Problem requirements:
Please restate exactly what appears in the records below from the first line to the line where "blue street sign shown in the photo above." is, that line included.

[Start of section]

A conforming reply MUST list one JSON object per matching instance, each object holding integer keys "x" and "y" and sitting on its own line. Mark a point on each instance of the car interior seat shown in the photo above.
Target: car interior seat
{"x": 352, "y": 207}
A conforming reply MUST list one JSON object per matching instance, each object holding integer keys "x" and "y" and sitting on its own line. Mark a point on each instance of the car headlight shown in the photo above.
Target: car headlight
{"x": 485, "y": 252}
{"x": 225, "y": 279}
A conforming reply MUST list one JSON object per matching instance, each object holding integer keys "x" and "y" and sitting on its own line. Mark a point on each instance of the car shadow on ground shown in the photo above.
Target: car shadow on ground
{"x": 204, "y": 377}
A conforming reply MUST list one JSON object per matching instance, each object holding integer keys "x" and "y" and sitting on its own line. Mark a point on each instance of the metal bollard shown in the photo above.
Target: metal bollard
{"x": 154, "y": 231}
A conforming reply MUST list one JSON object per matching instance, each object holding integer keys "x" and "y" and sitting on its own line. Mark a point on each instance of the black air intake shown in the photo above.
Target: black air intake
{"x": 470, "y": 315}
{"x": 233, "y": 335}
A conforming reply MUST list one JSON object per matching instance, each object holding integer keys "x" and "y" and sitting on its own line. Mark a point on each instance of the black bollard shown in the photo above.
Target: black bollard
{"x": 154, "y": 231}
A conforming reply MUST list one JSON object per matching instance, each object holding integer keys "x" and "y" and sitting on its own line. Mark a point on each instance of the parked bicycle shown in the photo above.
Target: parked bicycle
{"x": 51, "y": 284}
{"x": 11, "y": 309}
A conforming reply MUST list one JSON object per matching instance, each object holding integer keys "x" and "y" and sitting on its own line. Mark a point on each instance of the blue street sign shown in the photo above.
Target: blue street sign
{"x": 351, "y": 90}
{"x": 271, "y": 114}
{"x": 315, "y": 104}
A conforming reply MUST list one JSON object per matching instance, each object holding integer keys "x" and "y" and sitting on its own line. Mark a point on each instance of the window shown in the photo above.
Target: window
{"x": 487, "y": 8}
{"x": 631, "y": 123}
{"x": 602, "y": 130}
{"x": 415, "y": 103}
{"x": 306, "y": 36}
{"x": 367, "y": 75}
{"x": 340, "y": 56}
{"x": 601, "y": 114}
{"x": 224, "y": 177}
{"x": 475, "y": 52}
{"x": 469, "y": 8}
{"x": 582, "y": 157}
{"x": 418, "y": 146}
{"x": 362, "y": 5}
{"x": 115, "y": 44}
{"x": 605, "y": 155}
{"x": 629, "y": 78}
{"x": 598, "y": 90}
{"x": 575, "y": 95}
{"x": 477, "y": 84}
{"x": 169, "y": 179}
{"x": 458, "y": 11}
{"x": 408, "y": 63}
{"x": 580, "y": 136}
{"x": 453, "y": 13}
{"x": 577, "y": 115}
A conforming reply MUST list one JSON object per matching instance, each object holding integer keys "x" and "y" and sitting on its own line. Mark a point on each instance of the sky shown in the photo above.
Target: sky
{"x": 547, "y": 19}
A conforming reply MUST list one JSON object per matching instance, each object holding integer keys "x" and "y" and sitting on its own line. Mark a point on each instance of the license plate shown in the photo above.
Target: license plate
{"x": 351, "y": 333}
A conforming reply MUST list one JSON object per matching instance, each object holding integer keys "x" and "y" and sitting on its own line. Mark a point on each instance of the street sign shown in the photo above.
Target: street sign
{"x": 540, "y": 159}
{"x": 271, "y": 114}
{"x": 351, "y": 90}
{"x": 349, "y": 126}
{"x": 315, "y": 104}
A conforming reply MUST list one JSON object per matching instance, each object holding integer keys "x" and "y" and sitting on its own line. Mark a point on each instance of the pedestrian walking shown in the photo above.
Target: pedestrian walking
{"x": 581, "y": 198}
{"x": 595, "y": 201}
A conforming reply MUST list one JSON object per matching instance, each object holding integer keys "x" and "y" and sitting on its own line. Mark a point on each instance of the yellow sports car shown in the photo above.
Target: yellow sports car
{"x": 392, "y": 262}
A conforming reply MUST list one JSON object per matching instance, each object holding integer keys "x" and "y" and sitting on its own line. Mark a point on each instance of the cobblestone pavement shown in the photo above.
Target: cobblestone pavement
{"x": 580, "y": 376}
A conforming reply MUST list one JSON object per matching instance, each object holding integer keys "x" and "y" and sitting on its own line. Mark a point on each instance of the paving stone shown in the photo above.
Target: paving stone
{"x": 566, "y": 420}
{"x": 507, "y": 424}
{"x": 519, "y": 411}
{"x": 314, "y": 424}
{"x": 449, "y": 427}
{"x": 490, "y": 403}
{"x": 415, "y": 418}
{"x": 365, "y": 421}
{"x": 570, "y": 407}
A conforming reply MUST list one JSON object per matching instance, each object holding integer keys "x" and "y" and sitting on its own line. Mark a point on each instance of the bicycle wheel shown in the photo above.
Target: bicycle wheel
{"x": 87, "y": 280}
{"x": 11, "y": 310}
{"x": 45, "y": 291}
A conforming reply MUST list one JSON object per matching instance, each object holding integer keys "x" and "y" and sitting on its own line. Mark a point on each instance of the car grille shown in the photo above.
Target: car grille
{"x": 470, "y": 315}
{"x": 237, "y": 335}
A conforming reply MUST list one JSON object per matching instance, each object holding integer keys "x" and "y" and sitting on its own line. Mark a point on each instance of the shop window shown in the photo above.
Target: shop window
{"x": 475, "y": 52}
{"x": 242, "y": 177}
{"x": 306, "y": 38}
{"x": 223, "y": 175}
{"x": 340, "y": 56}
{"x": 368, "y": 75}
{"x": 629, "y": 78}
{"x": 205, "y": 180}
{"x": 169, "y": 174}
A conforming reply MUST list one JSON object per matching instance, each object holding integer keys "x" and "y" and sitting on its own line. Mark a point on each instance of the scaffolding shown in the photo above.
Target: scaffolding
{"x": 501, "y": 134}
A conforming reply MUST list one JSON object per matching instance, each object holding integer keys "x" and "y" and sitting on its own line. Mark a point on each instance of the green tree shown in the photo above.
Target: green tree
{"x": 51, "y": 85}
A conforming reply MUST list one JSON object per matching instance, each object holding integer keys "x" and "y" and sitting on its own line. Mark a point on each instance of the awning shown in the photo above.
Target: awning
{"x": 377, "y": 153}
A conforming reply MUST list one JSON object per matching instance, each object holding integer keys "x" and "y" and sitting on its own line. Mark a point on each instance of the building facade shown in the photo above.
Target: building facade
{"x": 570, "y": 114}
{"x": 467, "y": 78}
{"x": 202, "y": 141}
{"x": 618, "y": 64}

[End of section]

Answer to this exercise:
A conforming reply MUST list one JSON object per matching instance, each object holding integer keys "x" and "y" and sitting on its own line. Mark a point on each instance of the car interior seat shown in the photo above.
Target: car interior seat
{"x": 352, "y": 207}
A conforming reply MUST list one JSON object per matching instance, each object holding integer keys "x" and "y" and sitting on its own line. Mark a point on each instance of the car headlight shown in the photo above.
Target: car headlight
{"x": 485, "y": 252}
{"x": 225, "y": 279}
A conforming reply MUST list one JSON object per matching instance, each object holding integer keys "x" and "y" and sitting on its own line. Mark a point on each instance of the car shadow on ground shown in the photo above.
Target: car shadow on ground
{"x": 204, "y": 377}
A conforming reply MUST list one JSON object per matching instance, each object holding integer keys "x" and "y" and sitting on its own line. Mark a point on each instance of the metal bollard shown in the photo above.
Target: metal bollard
{"x": 154, "y": 231}
A conforming reply MUST list one JSON object per matching instance, each object holding integer keys "x" and "y" and sitting on its own line. Mark a point on each instance of the black air intake shown in the photo above.
Target: black air intake
{"x": 470, "y": 315}
{"x": 233, "y": 335}
A conforming reply MUST list one JSON object per matching instance, each object holding integer keys "x" and "y" and sitting on its own line. Mark a point on each instance of the black bollard shown in the photo above.
Target: black bollard
{"x": 154, "y": 231}
A conforming reply MUST list one JSON object per matching instance, each object holding integer keys "x" and "y" and sitting on its own line. Mark a point on each instance of the parked bicycle shown in the photo above.
Target: parked bicycle
{"x": 51, "y": 284}
{"x": 11, "y": 309}
A conforming reply MUST list one JSON object per matching instance, each object holding integer keys "x" and "y" and sitting on its own line. Mark a point on each instance of the blue street sign shown in the photo above.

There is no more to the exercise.